Text:
VOTE OBAMA/BIDEN: "THEY'LL PAY ATTENTION TO STRUCTURAL PROBLEMS!"

Umm.

How about this instead: "We need to rescue Fannie Mae and Freddie Mac to protect American's investments in their homes. But if the government can lend a helping hand those at the top of the economic ladder, it can and must lend a hand to those at the bottom. My plan balances both. John McCain's just helps the rich."

Was that so hard?

This comes just days after Obama's assertion on Fox News that the troop surge in Iraq "succeeded beyond our wildest dreams." Not only a stupid thing to say, but flat-out wrong.

According to Richard Cohen's op-ed in today's Washington Post, Obama's performance on ABC's This Week was no better:

Obama was cool, diffident, above it all -- unflustered, unflappable, unexcitable and downright unexciting. These "uns" ran on, a torrent of cool that frosted my flat-panel TV... Pathetic... Maybe he's worried about how America would receive an angry black man or maybe he's just too cool to ever get hot, but the result is that we have little insight into his passions: What, above all, does he care about? The answer, at least to the Sunday TV viewer, was nothing much.

Ouch.

I have heard all about Obama's cool disposition, and how this supposedly qualifies him to be commander in chief, but unless he can show some fire he is never going to get there. More than that, this is not just a question of style but substance. McCain's program is just more Bush/Republican corporate giveaways. Welfare for the rich. Obama can save all that "well-applied transparent regulation" for "structural problems" for the classroom, which is where he may end up if he keeps up like this.

Records provided:
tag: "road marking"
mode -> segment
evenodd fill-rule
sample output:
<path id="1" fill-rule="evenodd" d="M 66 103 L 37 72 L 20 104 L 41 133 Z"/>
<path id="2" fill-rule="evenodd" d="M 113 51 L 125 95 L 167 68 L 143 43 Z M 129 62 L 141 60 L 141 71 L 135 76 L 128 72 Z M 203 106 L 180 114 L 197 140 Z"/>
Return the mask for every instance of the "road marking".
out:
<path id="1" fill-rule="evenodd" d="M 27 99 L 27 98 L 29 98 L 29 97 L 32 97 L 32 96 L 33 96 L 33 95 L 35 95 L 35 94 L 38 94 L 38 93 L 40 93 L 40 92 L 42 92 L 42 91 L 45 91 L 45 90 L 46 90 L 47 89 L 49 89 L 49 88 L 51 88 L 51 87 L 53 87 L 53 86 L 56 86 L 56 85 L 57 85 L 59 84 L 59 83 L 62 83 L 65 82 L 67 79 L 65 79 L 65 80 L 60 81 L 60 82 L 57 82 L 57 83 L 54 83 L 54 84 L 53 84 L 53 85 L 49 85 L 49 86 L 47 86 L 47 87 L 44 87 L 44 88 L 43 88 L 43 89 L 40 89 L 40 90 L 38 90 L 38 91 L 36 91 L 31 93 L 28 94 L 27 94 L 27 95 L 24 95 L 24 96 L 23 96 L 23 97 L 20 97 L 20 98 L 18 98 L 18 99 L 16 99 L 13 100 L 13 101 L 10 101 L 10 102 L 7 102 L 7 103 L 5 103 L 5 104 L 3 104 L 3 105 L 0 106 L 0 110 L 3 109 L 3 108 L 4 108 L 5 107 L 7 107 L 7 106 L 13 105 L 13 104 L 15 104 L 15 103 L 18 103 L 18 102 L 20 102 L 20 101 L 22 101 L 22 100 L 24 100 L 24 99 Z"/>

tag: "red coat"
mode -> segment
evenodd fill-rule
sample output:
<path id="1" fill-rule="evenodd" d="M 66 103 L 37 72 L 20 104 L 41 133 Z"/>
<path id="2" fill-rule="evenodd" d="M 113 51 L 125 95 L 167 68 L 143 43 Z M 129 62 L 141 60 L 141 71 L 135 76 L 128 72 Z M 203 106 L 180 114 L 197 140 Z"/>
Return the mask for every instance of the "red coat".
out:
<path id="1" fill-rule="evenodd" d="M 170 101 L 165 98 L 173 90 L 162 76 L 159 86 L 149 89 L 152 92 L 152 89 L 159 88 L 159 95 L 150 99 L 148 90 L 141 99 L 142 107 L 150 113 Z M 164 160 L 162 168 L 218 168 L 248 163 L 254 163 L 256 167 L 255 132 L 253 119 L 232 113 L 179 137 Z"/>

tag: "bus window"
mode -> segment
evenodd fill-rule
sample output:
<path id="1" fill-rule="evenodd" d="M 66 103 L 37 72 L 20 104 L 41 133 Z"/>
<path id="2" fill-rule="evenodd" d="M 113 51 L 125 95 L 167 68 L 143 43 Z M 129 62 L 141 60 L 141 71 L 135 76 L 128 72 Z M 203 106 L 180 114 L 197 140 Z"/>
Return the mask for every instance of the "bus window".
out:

Goals:
(A) Answer these from the post:
(i) On which network did Obama say the troop surge in Iraq "succeeded beyond our wildest dreams"?
(ii) Whose op-ed in the Washington Post does the post quote?
(iii) Which two bodies does the suggested statement say must be rescued?
(B) Pull from the post, word for word, the stretch from "Obama was cool, diffident, above" through "was nothing much.".
(C) The post suggests a statement Obama could have made. According to that statement, why should Fannie Mae and Freddie Mac be rescued, and why must the government also help those at the bottom? Answer in one to three sentences.
Work from the post alone; the lines play no part.

Set of answers:
(A)
(i) Fox News
(ii) Richard Cohen's
(iii) Fannie Mae and Freddie Mac

(B)
Obama was cool, diffident, above it all -- unflustered, unflappable, unexcitable and downright unexciting. These "uns" ran on, a torrent of cool that frosted my flat-panel TV... Pathetic... Maybe he's worried about how America would receive an angry black man or maybe he's just too cool to ever get hot, but the result is that we have little insight into his passions: What, above all, does he care about? The answer, at least to the Sunday TV viewer, was nothing much.

(C) The rescue is meant to protect people's investments in their homes. The government must also help those at the bottom because, if it can lend a helping hand to those at the top of the economic ladder, it can and must do the same for those at the bottom.